TASK PROMPT => Reproduce word for word, from the entries below, the line with "Target: white baseboard", the line with "Target: door handle on right door", and every line between them, and nothing more.

SUPPLIED DATA =>
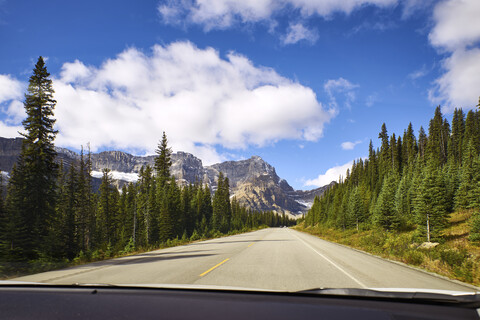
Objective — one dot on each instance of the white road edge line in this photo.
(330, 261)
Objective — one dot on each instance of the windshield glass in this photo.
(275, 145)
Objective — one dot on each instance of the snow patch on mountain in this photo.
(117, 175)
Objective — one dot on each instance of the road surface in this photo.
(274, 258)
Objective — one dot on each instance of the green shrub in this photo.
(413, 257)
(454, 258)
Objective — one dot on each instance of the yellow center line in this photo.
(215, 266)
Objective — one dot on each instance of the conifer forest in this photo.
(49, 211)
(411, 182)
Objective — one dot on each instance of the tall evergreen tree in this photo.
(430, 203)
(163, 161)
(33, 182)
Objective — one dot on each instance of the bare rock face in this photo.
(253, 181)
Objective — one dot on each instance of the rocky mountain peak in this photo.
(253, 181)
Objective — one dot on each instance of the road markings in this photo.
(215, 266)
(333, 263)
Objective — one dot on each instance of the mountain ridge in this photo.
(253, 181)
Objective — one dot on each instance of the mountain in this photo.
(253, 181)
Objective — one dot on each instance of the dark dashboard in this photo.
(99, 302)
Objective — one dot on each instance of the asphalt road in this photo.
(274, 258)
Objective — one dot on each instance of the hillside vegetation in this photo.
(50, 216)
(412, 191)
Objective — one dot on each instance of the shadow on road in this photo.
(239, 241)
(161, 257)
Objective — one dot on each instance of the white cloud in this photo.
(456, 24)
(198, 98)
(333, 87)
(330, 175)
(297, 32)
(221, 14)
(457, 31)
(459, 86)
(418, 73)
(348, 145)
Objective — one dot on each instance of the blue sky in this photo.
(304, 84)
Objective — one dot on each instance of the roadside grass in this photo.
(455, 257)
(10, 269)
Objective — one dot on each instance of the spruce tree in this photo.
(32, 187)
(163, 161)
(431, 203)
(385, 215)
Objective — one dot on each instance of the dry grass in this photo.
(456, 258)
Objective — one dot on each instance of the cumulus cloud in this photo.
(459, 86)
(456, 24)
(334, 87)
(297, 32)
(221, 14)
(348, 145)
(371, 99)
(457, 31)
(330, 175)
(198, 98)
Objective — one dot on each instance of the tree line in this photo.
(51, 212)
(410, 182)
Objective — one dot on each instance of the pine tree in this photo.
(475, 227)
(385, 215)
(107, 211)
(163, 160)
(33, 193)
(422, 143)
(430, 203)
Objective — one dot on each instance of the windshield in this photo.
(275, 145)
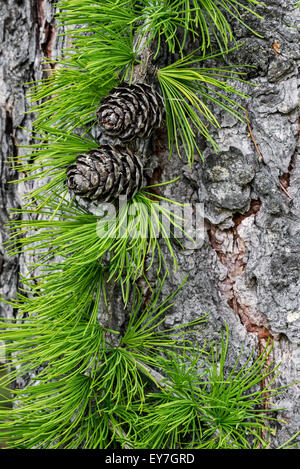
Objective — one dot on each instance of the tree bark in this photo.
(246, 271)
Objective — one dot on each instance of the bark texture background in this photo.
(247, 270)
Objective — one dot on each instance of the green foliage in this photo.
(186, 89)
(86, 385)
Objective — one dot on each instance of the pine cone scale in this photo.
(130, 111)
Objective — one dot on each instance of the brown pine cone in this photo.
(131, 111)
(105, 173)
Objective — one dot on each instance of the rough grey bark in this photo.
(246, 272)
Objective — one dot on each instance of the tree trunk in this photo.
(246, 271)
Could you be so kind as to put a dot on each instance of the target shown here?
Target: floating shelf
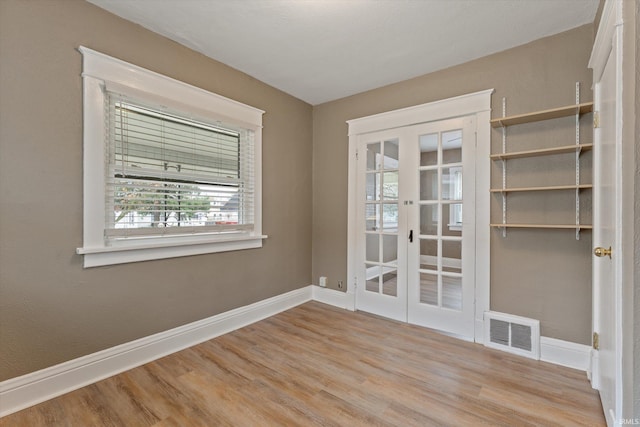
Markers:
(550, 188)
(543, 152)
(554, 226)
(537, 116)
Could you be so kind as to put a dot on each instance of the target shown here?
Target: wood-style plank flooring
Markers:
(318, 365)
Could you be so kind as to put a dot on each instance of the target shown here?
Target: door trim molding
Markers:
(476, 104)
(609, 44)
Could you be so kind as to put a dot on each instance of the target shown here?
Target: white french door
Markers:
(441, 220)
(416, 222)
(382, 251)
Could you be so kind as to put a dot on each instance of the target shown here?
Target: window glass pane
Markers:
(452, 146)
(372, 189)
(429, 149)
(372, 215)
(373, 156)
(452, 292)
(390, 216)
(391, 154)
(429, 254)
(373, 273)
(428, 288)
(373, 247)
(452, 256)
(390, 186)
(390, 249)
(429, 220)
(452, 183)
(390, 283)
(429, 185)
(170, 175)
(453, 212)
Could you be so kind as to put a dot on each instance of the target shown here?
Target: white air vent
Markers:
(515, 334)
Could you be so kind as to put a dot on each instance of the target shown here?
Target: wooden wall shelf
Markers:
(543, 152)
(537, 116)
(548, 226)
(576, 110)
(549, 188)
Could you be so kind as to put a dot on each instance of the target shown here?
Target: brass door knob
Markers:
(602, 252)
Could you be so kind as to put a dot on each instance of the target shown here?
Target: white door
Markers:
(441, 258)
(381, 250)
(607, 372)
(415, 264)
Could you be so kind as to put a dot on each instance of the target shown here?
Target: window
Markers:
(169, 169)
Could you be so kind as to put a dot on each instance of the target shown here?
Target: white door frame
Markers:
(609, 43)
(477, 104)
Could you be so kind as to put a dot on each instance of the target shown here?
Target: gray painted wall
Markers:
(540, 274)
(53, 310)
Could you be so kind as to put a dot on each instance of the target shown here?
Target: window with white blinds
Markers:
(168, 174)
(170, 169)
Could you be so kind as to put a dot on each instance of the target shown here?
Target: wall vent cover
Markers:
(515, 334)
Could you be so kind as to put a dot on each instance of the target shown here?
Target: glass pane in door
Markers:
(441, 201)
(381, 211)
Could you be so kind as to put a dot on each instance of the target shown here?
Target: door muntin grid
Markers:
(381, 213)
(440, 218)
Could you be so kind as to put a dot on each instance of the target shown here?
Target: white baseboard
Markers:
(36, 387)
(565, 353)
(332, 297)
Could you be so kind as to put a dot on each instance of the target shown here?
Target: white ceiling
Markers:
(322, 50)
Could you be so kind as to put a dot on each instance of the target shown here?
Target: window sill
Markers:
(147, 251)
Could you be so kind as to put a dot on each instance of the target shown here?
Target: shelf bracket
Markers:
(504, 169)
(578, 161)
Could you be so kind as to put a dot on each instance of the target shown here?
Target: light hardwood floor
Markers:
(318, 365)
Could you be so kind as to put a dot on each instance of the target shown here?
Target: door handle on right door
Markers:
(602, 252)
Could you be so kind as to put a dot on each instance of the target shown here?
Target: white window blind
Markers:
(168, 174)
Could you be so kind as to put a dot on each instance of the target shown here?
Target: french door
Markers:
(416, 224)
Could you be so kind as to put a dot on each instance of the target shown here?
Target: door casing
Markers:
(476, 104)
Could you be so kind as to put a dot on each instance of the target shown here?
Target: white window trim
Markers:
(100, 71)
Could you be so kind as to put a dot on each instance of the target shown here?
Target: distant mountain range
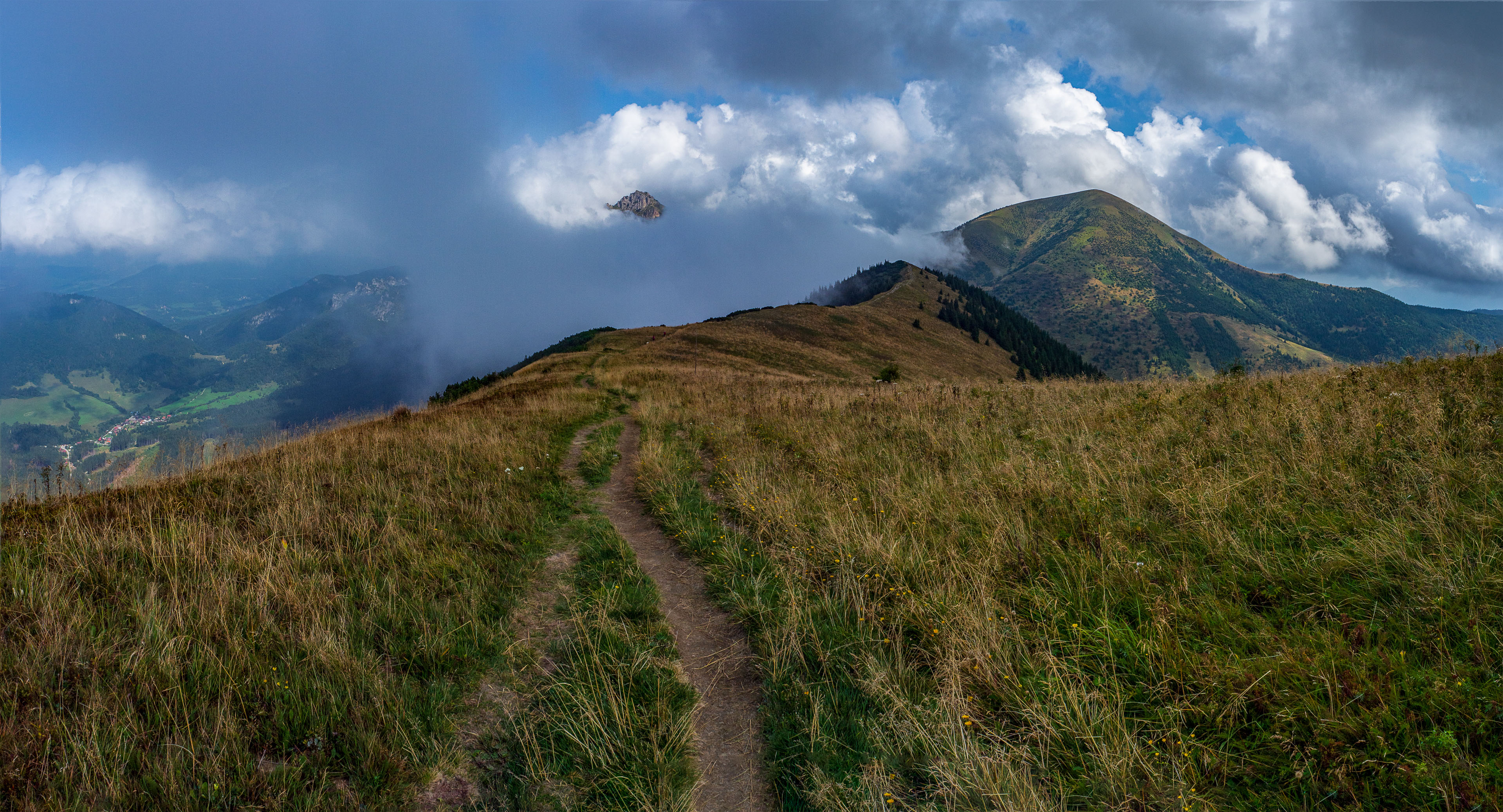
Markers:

==

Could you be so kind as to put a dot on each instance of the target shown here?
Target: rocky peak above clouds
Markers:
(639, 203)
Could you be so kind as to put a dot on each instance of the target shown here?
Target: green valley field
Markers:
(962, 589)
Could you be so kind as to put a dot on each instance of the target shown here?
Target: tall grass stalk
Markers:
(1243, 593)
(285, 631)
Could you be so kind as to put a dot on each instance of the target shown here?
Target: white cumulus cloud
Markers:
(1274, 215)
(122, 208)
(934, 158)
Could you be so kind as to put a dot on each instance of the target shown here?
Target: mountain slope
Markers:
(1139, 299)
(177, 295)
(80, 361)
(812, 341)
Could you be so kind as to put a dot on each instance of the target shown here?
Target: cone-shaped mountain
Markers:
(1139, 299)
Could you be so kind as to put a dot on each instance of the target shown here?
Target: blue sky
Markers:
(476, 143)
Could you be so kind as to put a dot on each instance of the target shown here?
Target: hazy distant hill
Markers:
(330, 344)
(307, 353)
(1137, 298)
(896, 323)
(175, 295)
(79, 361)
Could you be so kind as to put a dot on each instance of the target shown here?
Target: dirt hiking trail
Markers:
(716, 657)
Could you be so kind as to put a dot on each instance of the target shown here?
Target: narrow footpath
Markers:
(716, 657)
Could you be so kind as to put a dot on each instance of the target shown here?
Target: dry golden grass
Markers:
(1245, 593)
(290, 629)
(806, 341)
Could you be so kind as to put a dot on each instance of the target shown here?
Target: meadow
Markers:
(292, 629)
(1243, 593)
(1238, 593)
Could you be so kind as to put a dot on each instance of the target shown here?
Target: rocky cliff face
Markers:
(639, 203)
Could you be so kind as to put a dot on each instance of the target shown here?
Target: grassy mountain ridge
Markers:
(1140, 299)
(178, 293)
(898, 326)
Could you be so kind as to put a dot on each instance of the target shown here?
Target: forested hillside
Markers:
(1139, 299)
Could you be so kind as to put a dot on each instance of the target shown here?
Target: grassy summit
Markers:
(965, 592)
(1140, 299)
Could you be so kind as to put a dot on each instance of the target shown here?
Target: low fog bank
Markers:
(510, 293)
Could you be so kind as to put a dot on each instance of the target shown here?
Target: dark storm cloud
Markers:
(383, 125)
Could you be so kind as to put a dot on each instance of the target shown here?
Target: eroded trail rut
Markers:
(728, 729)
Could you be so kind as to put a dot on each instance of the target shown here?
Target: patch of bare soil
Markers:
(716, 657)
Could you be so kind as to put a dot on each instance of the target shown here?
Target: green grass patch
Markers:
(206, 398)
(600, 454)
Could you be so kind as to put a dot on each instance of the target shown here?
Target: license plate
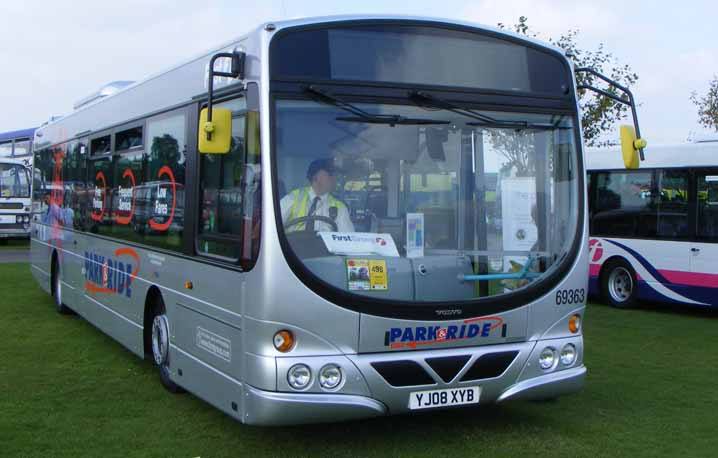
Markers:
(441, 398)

REPLY =>
Target: white baseboard
Markers:
(36, 387)
(565, 353)
(332, 297)
Could you be so kind as to put a dot on each instance of the target shown here?
Target: white ceiling
Markers:
(322, 50)
Could you be so kind as to put a dot on each instance of the target shown here?
Target: window sill
Markers:
(147, 251)
Could you be so kind as to put a dot on each instance of the target shown here?
Target: shelf bracket
Markers:
(504, 169)
(578, 161)
Could you be so kind as to put a dot on each instance of the target shown here?
Target: light hardwood floor
Markers:
(318, 365)
Could you be so kind as to put a dot on each instance of the target shown here?
Target: door handle on right door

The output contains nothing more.